-- Aim of the task --
From the records below, pull each line that has "query".

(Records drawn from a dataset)
※
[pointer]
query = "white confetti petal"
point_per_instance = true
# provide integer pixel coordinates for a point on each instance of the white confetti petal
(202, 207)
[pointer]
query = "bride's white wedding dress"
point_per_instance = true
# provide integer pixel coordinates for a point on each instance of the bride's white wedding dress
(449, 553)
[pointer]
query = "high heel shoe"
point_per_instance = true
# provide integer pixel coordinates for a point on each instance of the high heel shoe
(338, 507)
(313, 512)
※
-- Response --
query = "white confetti petal"
query = "bride's white wedding dress"
query = "high heel shoe"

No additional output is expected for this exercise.